Write out only the tail of the records, beginning at the line containing "Tag every instance of the scratch" and including the last line, exactly as written.

**Record extracts**
---+---

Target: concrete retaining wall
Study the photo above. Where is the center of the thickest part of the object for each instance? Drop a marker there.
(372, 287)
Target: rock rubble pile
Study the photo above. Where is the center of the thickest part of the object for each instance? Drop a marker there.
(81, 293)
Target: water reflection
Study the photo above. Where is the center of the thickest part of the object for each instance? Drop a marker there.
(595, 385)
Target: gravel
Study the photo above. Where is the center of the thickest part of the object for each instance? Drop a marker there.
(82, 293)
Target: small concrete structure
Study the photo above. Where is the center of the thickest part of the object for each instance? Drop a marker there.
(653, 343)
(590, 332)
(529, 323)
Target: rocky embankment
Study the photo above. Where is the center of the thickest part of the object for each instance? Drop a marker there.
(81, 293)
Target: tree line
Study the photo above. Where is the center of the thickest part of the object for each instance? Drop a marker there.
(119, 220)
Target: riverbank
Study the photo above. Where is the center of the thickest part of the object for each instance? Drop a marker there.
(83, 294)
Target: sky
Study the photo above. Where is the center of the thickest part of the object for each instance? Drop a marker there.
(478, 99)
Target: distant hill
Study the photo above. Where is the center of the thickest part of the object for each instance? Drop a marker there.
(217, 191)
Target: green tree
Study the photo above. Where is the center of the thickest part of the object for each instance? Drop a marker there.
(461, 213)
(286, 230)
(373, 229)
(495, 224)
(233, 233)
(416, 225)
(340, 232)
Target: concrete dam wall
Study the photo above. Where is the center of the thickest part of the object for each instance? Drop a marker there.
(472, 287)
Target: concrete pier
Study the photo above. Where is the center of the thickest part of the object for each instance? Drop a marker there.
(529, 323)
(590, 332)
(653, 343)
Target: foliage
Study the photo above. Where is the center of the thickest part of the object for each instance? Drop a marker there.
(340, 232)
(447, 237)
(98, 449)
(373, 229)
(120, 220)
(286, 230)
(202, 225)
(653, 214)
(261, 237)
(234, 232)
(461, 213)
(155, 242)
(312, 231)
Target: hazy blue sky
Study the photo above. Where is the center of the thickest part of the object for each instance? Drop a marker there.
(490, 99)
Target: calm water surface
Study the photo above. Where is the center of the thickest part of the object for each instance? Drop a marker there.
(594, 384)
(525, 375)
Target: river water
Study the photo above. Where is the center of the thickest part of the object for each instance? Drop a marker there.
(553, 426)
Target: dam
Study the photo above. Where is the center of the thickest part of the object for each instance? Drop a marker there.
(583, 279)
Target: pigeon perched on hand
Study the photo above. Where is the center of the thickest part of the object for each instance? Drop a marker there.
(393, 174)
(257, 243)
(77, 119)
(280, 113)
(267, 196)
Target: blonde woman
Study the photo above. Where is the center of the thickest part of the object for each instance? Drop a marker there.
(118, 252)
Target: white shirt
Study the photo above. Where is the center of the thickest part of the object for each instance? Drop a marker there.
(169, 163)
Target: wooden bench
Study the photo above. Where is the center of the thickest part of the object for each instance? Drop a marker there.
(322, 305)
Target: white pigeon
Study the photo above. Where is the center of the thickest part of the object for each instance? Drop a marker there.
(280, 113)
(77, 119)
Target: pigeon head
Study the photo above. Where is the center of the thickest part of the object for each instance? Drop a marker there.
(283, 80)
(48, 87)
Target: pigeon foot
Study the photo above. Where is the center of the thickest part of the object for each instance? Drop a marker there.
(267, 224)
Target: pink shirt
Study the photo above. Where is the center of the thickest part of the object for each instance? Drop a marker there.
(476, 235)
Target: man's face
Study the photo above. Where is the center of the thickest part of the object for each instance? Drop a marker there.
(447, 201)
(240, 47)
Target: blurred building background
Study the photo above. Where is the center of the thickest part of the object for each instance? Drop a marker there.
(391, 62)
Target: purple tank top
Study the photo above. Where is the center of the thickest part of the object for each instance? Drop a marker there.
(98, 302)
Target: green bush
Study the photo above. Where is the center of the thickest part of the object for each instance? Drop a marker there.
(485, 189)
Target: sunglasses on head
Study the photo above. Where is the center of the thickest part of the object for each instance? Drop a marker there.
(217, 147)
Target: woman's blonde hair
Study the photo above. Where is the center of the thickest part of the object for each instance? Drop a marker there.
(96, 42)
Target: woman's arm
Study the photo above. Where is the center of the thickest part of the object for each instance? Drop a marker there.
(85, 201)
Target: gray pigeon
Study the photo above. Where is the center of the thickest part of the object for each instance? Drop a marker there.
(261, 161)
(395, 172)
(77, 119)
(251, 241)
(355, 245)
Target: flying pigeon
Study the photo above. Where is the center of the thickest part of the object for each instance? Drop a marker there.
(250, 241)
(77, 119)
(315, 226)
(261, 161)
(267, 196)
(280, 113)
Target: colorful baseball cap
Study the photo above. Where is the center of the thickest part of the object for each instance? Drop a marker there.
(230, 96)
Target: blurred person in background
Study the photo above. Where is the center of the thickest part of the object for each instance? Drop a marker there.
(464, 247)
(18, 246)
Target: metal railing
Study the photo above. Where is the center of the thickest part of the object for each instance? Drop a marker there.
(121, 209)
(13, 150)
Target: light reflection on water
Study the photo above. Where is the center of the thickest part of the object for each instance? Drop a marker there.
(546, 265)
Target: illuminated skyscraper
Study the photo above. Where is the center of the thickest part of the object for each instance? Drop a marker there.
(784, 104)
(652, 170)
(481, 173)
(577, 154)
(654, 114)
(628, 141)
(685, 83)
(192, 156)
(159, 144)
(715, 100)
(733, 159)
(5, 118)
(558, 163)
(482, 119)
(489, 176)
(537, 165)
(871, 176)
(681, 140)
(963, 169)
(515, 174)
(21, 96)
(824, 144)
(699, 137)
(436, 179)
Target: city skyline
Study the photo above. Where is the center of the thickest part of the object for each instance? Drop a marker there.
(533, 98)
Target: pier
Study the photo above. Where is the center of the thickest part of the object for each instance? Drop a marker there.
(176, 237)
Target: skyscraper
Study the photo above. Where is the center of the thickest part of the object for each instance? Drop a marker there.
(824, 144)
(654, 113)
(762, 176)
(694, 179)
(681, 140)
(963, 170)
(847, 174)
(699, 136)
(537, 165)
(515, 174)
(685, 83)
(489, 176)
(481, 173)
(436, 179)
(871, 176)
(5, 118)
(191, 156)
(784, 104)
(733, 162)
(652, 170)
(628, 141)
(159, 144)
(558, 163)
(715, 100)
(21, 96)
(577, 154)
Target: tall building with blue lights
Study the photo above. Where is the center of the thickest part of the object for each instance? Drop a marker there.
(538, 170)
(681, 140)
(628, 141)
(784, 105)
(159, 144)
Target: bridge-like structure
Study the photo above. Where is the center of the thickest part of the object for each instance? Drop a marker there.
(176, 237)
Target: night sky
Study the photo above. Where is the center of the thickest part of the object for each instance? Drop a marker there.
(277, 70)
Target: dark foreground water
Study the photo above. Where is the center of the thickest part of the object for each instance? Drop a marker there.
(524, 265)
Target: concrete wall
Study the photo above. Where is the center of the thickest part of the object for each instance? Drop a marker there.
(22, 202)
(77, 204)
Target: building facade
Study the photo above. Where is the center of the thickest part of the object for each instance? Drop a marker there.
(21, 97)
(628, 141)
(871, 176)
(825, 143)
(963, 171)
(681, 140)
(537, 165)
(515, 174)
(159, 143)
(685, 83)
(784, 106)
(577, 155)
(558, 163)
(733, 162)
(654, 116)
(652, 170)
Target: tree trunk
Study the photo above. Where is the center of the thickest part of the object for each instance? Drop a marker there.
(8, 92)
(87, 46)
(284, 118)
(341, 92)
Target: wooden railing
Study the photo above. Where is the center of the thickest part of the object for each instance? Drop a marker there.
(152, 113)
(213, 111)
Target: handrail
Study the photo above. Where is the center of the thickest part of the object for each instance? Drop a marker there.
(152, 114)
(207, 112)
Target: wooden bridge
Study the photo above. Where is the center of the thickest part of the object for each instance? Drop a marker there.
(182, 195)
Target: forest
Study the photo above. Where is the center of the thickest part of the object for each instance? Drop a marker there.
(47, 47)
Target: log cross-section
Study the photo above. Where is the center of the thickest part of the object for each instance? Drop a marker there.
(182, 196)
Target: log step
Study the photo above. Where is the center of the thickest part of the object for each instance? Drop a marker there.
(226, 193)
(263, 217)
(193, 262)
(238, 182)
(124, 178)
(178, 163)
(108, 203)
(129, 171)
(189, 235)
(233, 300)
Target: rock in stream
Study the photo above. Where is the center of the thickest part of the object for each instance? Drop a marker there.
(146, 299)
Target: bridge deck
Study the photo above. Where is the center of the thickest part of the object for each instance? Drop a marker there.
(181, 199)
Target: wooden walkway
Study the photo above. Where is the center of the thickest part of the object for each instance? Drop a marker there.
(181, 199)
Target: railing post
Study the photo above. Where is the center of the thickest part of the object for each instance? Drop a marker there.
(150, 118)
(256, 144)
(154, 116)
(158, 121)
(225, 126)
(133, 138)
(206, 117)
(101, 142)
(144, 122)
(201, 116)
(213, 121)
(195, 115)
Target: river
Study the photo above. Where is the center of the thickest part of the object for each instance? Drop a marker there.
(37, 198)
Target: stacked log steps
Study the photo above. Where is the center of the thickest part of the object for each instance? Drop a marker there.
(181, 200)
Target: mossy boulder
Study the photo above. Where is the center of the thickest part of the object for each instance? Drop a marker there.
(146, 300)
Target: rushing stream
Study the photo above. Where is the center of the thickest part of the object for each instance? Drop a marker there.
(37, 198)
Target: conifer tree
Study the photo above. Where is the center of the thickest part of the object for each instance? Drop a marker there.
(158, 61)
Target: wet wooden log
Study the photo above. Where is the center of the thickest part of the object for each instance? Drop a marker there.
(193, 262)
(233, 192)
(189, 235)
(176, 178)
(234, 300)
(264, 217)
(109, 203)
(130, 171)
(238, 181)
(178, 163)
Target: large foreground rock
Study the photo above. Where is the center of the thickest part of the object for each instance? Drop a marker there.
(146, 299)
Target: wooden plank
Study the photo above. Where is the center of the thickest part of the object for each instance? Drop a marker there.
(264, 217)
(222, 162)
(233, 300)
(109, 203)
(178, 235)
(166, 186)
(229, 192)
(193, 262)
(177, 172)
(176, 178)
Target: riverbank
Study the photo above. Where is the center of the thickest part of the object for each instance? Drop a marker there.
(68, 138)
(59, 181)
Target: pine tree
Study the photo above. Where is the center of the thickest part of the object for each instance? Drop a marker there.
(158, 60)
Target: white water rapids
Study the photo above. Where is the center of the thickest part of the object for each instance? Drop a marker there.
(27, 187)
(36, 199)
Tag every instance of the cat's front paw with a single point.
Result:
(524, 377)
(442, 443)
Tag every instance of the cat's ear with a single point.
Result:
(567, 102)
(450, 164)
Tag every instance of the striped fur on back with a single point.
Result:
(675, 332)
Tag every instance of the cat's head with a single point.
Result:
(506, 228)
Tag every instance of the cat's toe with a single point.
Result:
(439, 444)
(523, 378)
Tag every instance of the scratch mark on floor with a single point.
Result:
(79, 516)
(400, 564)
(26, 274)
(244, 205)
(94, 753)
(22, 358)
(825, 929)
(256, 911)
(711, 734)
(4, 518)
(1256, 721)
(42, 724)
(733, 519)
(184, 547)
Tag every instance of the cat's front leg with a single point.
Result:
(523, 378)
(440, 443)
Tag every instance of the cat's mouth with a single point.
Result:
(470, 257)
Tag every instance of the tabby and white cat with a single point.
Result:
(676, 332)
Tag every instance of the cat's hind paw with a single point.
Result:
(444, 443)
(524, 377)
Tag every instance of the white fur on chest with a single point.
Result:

---+---

**Result below**
Tag every instance of the scratch mark on floor with a single point.
Result:
(79, 516)
(400, 564)
(26, 274)
(244, 205)
(94, 753)
(22, 358)
(825, 929)
(256, 911)
(711, 734)
(4, 518)
(1256, 721)
(42, 724)
(733, 519)
(184, 547)
Tag every instance of the cat's front leg with a single point.
Result:
(523, 378)
(440, 443)
Tag every instance of the cat's mouth with a single point.
Result:
(470, 257)
Tag every instance of the tabby and white cat with a single point.
Result:
(676, 332)
Tag every instance of the cat's hind paw with a single point.
Result:
(444, 443)
(524, 377)
Tag every instance of the white fur on chest with a single point.
Result:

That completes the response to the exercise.